**SET TASK:**
Report each line from the items below that contains the string "range".

**SOURCE MATERIAL:**
<<<<

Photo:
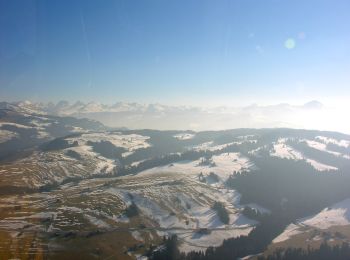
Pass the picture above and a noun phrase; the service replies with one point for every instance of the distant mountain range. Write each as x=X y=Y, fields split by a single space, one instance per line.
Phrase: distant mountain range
x=164 y=117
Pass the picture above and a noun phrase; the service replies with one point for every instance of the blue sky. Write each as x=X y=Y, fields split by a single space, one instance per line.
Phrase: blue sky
x=183 y=51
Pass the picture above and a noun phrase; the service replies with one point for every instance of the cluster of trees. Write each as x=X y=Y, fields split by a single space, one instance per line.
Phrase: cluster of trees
x=132 y=210
x=57 y=144
x=290 y=189
x=221 y=212
x=257 y=240
x=107 y=149
x=324 y=252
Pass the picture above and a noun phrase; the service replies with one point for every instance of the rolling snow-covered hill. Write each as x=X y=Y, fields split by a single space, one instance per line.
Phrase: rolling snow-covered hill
x=66 y=182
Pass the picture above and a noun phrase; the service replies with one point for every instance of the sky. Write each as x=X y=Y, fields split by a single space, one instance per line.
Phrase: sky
x=189 y=52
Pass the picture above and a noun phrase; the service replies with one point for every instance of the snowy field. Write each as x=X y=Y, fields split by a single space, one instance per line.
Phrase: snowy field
x=184 y=136
x=336 y=215
x=222 y=165
x=131 y=142
x=282 y=150
x=6 y=135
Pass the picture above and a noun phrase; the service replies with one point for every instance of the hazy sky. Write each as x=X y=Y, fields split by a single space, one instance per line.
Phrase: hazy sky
x=180 y=51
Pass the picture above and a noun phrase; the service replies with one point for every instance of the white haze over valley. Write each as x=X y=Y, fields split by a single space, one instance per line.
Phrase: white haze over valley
x=311 y=115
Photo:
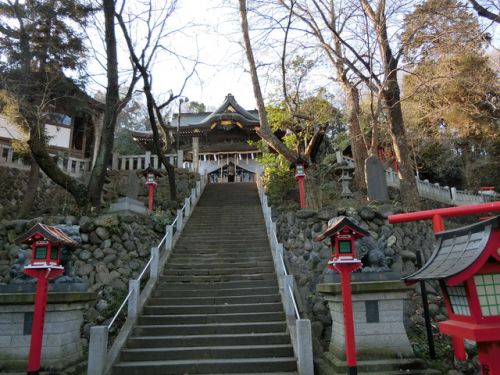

>>>>

**IN RESPONSE:**
Pass the picture above and a noun phrase; the service replies with one point for every instance of the distant mountain range. Write each as x=X y=Y, fields split by a single space, one instance per line.
Phrase: distant mountain range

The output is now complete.